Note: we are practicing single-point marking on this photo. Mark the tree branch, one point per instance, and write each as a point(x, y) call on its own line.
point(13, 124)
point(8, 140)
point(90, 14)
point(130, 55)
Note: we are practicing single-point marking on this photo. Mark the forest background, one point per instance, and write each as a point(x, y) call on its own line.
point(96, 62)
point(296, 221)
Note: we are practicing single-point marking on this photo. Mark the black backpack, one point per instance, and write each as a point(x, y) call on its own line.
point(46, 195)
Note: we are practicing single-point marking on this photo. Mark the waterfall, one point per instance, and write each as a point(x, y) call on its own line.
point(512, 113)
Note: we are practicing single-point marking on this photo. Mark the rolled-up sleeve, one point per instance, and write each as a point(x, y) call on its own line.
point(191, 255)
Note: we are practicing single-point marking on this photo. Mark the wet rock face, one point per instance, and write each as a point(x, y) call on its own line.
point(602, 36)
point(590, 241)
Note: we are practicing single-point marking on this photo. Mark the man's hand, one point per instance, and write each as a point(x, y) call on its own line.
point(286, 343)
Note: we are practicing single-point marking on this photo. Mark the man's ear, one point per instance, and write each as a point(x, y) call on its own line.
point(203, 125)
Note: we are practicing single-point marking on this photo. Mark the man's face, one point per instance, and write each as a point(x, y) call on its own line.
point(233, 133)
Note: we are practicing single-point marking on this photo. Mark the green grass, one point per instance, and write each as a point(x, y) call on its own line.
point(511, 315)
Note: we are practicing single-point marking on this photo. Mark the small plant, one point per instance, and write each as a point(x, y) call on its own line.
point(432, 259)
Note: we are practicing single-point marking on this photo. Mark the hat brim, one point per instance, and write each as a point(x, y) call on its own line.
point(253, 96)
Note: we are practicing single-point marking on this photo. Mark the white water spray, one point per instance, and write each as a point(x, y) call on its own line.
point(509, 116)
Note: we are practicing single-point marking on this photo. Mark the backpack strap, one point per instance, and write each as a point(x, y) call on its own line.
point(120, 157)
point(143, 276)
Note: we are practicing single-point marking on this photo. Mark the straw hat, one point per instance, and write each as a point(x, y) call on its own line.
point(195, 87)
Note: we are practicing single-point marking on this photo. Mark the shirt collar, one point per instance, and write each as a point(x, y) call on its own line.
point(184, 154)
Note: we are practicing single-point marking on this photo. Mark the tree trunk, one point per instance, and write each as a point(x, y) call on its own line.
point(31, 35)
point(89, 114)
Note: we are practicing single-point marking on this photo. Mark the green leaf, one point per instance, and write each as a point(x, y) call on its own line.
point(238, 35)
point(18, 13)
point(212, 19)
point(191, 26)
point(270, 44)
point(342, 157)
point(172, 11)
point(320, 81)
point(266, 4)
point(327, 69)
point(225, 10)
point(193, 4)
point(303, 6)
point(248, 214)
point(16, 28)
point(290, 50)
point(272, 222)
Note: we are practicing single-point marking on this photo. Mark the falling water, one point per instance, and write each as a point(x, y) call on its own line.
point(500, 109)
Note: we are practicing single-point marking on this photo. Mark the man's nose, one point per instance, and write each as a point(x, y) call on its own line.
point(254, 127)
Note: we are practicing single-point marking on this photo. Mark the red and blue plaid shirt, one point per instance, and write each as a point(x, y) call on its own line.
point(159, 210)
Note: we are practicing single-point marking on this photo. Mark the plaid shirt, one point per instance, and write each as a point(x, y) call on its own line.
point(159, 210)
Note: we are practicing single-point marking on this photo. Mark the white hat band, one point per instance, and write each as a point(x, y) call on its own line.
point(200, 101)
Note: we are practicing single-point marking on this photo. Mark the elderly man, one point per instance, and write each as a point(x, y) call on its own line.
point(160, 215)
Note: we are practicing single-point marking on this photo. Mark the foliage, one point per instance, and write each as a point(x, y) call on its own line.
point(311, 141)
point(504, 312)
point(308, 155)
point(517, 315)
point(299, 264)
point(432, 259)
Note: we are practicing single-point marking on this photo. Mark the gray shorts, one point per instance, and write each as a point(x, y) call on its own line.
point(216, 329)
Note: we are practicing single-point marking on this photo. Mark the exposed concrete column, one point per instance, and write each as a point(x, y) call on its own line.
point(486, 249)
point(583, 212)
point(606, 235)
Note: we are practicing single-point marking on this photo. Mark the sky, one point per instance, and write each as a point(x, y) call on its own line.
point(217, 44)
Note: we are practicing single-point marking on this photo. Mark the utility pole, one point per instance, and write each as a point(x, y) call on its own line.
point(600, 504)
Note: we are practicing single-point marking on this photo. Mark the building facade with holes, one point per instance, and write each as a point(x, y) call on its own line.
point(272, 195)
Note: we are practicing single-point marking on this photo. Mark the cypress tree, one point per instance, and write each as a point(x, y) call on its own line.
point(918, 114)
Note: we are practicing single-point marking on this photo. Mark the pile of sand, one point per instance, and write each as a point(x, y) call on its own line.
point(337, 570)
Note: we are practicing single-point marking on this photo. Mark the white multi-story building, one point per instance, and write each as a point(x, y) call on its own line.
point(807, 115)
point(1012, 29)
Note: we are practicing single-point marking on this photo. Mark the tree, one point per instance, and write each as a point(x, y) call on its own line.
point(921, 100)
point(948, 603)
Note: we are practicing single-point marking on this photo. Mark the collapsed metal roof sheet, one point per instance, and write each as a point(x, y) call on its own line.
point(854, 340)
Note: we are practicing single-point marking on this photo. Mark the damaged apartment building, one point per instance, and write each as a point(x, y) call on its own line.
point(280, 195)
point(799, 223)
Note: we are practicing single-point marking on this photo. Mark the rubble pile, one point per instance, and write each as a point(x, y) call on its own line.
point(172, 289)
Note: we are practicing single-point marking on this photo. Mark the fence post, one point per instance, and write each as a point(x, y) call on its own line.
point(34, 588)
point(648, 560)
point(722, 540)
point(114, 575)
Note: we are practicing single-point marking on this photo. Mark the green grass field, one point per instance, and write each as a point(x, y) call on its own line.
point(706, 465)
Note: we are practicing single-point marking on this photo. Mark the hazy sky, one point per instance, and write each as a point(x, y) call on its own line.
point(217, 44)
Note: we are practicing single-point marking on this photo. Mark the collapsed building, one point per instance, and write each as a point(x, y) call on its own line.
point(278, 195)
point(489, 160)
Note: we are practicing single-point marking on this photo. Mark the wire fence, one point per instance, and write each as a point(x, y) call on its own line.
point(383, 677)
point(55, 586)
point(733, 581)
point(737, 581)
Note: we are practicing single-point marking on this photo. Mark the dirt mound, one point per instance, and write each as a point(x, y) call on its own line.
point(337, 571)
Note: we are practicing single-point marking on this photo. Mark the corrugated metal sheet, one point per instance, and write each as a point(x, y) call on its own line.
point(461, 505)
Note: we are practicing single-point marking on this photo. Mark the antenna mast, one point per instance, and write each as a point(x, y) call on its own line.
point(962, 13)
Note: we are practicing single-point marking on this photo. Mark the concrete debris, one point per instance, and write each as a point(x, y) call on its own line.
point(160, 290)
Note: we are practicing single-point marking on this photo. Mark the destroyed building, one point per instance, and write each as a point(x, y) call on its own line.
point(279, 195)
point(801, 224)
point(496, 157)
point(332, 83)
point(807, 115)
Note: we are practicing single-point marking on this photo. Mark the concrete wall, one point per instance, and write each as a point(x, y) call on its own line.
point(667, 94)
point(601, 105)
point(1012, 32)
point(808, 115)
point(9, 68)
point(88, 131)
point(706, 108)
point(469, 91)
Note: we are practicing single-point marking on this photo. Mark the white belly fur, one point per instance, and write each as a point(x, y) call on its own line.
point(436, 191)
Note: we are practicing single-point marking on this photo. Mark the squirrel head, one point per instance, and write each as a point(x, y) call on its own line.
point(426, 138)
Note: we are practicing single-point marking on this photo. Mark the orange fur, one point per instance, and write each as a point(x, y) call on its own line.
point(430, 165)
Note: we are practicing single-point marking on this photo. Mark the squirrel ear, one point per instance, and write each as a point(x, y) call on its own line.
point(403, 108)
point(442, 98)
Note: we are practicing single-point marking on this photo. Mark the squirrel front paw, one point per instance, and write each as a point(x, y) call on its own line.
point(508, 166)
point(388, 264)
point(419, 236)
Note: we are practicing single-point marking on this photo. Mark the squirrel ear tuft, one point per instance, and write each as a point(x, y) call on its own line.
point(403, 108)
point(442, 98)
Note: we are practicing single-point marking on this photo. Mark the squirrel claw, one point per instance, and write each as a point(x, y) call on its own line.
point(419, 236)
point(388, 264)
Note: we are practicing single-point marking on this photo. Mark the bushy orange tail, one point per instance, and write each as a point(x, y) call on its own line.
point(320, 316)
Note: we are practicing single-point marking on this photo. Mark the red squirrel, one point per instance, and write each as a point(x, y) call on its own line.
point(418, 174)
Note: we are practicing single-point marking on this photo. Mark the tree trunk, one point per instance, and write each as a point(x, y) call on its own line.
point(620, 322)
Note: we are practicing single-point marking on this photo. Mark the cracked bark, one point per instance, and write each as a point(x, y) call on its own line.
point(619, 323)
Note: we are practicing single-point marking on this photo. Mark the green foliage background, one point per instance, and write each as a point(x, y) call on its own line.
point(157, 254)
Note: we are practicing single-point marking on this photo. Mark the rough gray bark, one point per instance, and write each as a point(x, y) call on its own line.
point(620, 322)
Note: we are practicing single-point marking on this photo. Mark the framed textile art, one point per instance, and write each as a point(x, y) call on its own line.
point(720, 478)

Your instructions:
Reproduce the rows from the line with "Mark the corrugated" to the line with "point(469, 91)", inclusive, with no changes.

Correct answer:
Note: we are practicing single-point marking on this photo. Mark the corrugated metal sheet, one point per instance, and write each as a point(x, y) call on its own line.
point(461, 505)
Note: we are practicing single-point marking on this photo. Mark the antenna mast, one point per instance, and write each as a point(x, y) call on its own line.
point(962, 13)
Note: we are practicing single-point marking on this photo. Mark the concrete debris, one point per instance, and write each as a point(x, y) call on its own line.
point(160, 290)
Note: we are practicing single-point marking on this photo. Mark the destroyed building, one point per instance, and write each as a point(x, y) call on its own line.
point(279, 195)
point(801, 224)
point(496, 157)
point(332, 83)
point(807, 115)
Note: we are practicing single-point marking on this photo. Mark the concrete wall, one point per instance, and write each as a point(x, y) call on its own line.
point(667, 94)
point(601, 105)
point(1012, 32)
point(808, 115)
point(9, 68)
point(88, 131)
point(706, 108)
point(469, 91)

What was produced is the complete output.